- Exercise directions -
Begin with the line containing "texture, one point per instance" and copy each line exactly through the last line of the entries, inclusive.

- Exercise input -

====================

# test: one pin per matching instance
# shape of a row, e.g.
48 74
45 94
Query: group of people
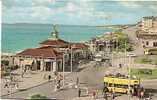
137 91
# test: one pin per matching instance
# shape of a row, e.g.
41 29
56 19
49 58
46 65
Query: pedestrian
49 77
79 92
97 93
105 90
77 81
132 92
94 94
6 85
142 93
16 85
138 93
112 94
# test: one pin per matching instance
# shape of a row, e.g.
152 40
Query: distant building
147 32
49 56
148 40
148 24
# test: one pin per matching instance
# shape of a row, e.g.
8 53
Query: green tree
37 97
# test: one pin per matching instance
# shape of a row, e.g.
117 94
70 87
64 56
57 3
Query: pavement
90 78
29 80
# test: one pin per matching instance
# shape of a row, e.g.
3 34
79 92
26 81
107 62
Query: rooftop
43 52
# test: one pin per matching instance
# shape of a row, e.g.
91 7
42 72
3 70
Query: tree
37 97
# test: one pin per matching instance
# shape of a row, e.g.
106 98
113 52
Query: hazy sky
76 12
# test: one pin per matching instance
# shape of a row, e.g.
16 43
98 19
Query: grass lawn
145 73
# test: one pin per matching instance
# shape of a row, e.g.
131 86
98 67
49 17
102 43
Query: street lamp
129 73
71 60
63 69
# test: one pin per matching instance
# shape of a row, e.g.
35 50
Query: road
89 77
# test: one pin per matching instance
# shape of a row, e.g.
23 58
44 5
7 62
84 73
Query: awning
27 62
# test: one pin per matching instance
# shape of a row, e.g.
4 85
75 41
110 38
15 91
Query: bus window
110 84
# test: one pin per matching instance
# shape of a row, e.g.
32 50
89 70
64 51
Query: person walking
105 90
112 94
49 77
79 92
94 94
142 93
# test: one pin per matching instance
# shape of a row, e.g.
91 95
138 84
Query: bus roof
124 81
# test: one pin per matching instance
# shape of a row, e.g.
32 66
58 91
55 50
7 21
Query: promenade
30 80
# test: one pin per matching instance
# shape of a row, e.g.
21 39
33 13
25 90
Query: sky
76 12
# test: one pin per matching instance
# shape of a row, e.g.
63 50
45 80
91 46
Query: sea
17 37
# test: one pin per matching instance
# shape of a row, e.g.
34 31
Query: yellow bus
120 84
150 51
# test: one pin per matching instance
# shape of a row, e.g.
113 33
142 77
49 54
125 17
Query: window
155 44
147 43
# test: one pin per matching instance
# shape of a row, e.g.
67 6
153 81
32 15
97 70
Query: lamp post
63 69
71 60
129 69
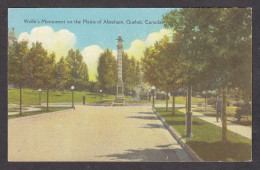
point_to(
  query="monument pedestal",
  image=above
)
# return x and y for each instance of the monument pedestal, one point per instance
(120, 98)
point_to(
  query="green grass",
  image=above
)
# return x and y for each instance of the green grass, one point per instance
(178, 100)
(231, 111)
(31, 97)
(43, 110)
(206, 140)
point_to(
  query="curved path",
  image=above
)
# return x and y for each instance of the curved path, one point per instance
(93, 133)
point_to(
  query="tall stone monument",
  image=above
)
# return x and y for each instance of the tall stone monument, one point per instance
(120, 98)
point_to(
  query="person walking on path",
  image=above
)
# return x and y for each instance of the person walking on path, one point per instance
(219, 108)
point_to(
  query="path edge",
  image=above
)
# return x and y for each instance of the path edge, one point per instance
(186, 147)
(37, 115)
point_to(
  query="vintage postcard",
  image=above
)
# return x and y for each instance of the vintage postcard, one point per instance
(129, 84)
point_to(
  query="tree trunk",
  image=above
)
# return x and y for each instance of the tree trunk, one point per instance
(205, 103)
(188, 114)
(173, 104)
(166, 101)
(20, 101)
(47, 99)
(224, 115)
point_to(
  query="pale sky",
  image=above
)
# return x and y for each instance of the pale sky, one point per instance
(90, 39)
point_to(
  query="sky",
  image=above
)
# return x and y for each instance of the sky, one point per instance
(90, 39)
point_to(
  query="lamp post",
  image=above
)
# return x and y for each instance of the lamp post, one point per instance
(153, 91)
(100, 93)
(40, 96)
(149, 95)
(72, 88)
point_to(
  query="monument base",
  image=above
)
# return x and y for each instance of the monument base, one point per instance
(119, 101)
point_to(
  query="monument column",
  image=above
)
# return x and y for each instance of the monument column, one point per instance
(120, 85)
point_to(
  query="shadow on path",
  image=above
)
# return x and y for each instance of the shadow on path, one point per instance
(221, 151)
(153, 126)
(143, 117)
(161, 155)
(146, 113)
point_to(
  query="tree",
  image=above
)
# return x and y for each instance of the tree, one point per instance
(107, 70)
(41, 69)
(212, 47)
(61, 74)
(194, 50)
(160, 67)
(18, 66)
(77, 69)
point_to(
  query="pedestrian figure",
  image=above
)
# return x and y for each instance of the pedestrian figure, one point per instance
(219, 108)
(84, 99)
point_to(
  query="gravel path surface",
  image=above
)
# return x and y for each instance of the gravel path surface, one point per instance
(93, 133)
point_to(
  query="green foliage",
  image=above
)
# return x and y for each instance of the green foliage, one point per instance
(77, 70)
(107, 71)
(18, 64)
(243, 109)
(160, 64)
(61, 74)
(131, 72)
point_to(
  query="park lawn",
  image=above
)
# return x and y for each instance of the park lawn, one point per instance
(31, 97)
(231, 111)
(206, 140)
(43, 110)
(178, 100)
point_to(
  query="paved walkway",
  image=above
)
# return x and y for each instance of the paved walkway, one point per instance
(93, 133)
(239, 129)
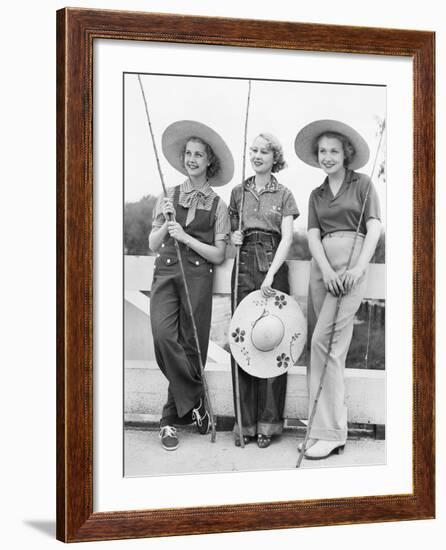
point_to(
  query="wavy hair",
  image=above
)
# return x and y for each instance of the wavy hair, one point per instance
(214, 162)
(347, 147)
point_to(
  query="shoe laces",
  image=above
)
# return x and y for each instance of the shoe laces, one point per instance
(197, 416)
(168, 431)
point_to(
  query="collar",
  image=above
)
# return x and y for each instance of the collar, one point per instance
(205, 190)
(350, 177)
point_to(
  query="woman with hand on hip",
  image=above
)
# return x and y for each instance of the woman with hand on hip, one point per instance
(335, 210)
(269, 209)
(201, 227)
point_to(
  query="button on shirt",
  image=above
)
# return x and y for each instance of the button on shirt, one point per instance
(262, 210)
(194, 200)
(342, 212)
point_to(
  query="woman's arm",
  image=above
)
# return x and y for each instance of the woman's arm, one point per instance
(212, 253)
(352, 276)
(280, 256)
(158, 234)
(332, 281)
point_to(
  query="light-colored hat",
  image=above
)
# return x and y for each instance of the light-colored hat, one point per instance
(176, 136)
(305, 141)
(267, 335)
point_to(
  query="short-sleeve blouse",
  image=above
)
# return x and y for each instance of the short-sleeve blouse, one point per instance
(342, 212)
(264, 210)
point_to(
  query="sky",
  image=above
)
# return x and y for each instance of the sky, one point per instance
(278, 107)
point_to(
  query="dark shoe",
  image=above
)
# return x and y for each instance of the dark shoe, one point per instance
(169, 438)
(323, 449)
(202, 418)
(310, 443)
(263, 441)
(246, 440)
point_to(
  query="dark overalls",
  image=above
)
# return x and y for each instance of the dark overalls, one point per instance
(173, 337)
(262, 400)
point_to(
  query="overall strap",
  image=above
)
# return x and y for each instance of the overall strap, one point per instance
(214, 208)
(176, 196)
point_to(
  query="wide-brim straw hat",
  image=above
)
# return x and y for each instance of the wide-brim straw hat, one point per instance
(176, 136)
(306, 139)
(267, 335)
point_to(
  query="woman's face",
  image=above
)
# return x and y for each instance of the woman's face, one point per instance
(261, 156)
(330, 155)
(195, 159)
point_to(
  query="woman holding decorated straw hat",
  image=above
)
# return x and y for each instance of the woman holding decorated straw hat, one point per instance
(334, 214)
(269, 209)
(201, 227)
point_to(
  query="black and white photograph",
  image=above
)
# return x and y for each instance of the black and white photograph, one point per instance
(254, 261)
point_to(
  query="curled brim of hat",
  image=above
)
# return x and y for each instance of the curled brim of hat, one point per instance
(267, 335)
(175, 138)
(305, 143)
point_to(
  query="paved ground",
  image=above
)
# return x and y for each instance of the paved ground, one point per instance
(144, 455)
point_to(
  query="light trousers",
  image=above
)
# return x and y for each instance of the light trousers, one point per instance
(330, 421)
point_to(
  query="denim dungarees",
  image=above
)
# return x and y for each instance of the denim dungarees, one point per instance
(173, 337)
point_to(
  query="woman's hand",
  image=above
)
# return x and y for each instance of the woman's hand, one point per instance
(237, 238)
(168, 208)
(176, 231)
(266, 288)
(351, 278)
(332, 282)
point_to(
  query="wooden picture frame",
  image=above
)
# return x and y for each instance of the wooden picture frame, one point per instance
(77, 29)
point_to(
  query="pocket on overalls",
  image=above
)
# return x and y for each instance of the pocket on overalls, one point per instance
(263, 261)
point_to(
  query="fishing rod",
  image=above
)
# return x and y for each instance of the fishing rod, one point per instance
(338, 305)
(237, 268)
(171, 217)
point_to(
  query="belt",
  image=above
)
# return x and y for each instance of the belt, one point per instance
(255, 236)
(343, 234)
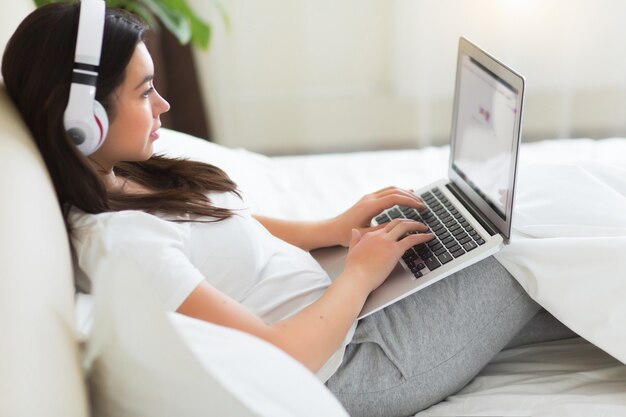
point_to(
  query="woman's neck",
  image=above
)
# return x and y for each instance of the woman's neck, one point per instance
(106, 174)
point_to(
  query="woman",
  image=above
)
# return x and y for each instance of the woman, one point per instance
(208, 257)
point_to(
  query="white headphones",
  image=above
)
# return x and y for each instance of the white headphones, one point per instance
(85, 119)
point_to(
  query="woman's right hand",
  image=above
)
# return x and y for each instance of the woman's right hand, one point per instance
(373, 255)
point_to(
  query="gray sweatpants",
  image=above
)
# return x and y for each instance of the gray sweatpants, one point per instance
(429, 345)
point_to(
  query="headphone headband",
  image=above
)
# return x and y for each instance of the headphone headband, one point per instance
(85, 119)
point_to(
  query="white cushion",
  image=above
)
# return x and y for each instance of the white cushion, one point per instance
(143, 362)
(40, 371)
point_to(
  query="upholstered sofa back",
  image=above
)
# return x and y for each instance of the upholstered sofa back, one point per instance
(40, 372)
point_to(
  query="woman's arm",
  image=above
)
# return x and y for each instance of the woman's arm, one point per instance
(337, 231)
(315, 333)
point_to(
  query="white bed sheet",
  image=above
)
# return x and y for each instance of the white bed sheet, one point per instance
(556, 379)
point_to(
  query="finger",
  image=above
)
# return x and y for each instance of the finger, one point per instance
(398, 191)
(373, 228)
(356, 237)
(393, 223)
(401, 200)
(406, 226)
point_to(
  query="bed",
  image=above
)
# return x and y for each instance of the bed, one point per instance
(571, 377)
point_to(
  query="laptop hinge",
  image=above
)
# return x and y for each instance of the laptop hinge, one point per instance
(484, 222)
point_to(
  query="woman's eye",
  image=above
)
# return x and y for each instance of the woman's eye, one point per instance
(148, 92)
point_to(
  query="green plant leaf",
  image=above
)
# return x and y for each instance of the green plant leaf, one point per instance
(200, 30)
(172, 19)
(175, 15)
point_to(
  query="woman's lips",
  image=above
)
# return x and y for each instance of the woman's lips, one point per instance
(155, 135)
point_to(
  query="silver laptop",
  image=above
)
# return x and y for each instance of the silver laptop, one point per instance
(470, 211)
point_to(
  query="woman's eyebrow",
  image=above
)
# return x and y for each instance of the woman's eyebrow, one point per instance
(145, 80)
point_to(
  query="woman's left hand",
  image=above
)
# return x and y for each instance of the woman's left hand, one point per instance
(360, 215)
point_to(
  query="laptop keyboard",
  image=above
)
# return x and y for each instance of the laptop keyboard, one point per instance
(454, 236)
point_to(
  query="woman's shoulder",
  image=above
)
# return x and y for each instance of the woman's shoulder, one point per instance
(124, 226)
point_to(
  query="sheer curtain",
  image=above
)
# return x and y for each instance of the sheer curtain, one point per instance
(303, 76)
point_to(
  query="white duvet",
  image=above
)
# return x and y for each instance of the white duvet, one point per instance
(568, 251)
(569, 247)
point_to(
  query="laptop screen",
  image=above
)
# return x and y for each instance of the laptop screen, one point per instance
(485, 134)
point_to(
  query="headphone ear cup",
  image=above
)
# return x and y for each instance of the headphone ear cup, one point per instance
(102, 120)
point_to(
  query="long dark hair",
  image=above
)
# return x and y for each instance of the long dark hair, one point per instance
(37, 68)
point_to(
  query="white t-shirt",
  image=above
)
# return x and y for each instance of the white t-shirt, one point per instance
(238, 256)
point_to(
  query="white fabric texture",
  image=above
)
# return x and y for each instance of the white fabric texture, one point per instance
(574, 379)
(569, 247)
(238, 256)
(142, 363)
(569, 378)
(569, 209)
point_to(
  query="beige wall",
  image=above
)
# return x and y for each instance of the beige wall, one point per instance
(321, 75)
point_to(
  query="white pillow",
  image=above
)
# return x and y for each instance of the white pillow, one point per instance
(144, 362)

====================

- Your response -
# return x and y for each instance of the white fabric texture, one point per instance
(574, 379)
(569, 247)
(238, 256)
(142, 363)
(569, 378)
(569, 209)
point_to(
  query="beige wall",
  image=above
)
# return x and y for each instance of the beige wall, one point per instance
(321, 75)
point_to(
  query="white pillow",
  image=above
)
# return x and y for each instance of the white pillow, one point per instance
(144, 362)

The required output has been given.